(Data listing)

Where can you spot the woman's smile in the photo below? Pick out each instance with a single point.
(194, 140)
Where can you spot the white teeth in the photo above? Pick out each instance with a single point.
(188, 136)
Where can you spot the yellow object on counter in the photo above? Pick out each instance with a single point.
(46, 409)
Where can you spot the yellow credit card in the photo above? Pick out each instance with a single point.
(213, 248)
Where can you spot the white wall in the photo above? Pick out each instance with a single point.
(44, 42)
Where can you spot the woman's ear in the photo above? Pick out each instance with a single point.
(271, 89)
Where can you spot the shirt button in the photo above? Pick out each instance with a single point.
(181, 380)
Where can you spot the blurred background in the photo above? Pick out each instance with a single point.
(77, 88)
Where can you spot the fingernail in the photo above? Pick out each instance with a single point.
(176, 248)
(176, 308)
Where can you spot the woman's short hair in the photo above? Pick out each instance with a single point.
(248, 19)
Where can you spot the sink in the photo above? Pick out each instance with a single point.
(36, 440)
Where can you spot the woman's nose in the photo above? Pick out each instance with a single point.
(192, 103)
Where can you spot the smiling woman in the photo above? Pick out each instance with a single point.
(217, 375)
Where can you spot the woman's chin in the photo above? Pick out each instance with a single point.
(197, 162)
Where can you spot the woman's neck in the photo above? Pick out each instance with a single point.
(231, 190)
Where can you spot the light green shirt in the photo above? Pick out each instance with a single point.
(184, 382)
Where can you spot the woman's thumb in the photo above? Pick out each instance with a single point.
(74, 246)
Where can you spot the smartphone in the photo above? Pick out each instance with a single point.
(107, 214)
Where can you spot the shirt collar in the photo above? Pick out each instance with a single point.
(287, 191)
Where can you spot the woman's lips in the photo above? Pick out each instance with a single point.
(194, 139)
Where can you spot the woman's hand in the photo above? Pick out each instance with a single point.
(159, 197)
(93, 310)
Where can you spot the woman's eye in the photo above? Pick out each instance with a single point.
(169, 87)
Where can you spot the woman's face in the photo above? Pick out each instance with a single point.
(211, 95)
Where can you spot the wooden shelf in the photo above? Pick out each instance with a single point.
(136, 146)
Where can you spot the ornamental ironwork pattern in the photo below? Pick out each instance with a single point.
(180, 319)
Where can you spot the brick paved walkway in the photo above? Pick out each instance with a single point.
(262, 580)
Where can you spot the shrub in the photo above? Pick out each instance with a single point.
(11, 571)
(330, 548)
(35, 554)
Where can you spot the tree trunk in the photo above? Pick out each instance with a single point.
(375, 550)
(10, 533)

→ **Directive**
Repeat only what runs from the line holding "Where can you spot the woman's face" to the end of the data, keeping every line exactly as written, first and last included.

→ **Written answer**
Where can you spot the woman's face in the photo above? Pick out each instance with a single point.
(211, 95)
Where can you spot the wooden shelf in the photo above? Pick out each instance with a single point.
(136, 146)
Where can you spot the ornamental ironwork pattern in the photo below? Pick out each instance with a single point.
(180, 319)
Where can you spot the brick paved walkway in the photo above? Pick out each instance with a single point.
(262, 580)
Where can you spot the shrub in the photo above? Pick out each instance with a single point.
(11, 571)
(330, 548)
(35, 554)
Where can you spot the tree trunk in the photo above? Pick out each instance with a single point.
(375, 550)
(10, 533)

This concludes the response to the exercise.